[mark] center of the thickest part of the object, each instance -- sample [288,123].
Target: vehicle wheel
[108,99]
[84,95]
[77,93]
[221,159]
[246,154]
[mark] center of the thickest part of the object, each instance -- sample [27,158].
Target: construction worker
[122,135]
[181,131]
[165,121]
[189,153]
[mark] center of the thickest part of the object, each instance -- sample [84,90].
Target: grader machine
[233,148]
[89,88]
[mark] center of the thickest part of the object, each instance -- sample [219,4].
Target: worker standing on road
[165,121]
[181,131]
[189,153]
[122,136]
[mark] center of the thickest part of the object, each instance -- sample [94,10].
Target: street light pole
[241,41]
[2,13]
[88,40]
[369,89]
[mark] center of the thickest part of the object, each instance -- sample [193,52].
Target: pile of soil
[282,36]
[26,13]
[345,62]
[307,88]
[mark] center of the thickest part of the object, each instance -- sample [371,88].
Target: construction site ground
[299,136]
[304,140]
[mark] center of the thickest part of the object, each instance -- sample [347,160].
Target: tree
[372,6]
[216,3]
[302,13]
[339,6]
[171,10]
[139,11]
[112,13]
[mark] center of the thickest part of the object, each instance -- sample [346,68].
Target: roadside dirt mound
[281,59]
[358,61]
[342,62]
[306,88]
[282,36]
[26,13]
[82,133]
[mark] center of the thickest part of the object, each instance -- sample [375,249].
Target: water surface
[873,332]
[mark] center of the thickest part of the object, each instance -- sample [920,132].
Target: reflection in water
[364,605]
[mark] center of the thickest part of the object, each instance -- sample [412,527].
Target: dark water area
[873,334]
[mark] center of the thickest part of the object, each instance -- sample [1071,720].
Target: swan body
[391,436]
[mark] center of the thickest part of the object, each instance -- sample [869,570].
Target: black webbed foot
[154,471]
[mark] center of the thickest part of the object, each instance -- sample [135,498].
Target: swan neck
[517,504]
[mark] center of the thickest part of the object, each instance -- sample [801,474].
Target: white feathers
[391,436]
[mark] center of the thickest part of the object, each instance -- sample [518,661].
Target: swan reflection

━━━━━━━━━━━━━━━━━━━━━━━━━━━━━━

Reproduce all of the entries above verbatim, line by line.

[mark] center of the thickest part of the object, each instance -- sample [288,123].
Target: vehicle wheel
[108,99]
[84,95]
[77,93]
[221,159]
[246,154]
[mark] center of the thickest part of the object, each instance -- sample [27,158].
Target: construction worker
[122,135]
[181,131]
[165,121]
[189,153]
[mark] center of the thickest part of the object, each instance -- sample [84,90].
Target: grader machine
[233,148]
[89,88]
[mark] center of the thickest part of the object, each instance -- sample [219,4].
Target: worker standing on road
[165,121]
[181,131]
[189,153]
[122,136]
[mark] center of the thickest part of the object, each instance -- sample [94,10].
Target: street light pole
[241,41]
[2,13]
[88,40]
[369,89]
[mark] center of the thickest part of the object, each instance -- sample [193,52].
Target: pile of soil
[282,36]
[26,13]
[345,62]
[307,88]
[mark] center of the thickest part of the object, each instance -- sample [371,88].
Target: construction site ground
[299,136]
[304,140]
[mark] center of the thickest part of the object, each instance -- sample [347,160].
Target: tree
[372,6]
[216,3]
[302,13]
[339,6]
[171,10]
[139,11]
[112,13]
[mark] center of the thickest part of the object, each instance -- sample [346,68].
Target: roadside dirt mound
[281,59]
[358,61]
[342,62]
[306,88]
[282,36]
[26,13]
[82,133]
[mark] center of the thickest part of the object, each instance -- sample [375,249].
Target: water surface
[873,332]
[mark] center of the thickest part of the object, each instance -- sample [920,132].
Target: reflection in water
[364,605]
[mark] center of the thickest part of the object, each instance -- sample [412,527].
Target: dark water area
[873,334]
[mark] center of the thickest part of the object, each instance -- sample [1071,720].
Target: swan body
[391,436]
[mark] center of the thickest part of the object, each instance -- sample [869,570].
Target: black webbed foot
[154,471]
[mark] center of the thickest part of the object, each instance -- sample [135,498].
Target: swan neck
[517,504]
[mark] center of the thickest part of the object, each instance -- sample [801,474].
Target: white feathers
[391,436]
[mark] center of the thickest part of the object, each instance -- sample [518,661].
Target: swan reflection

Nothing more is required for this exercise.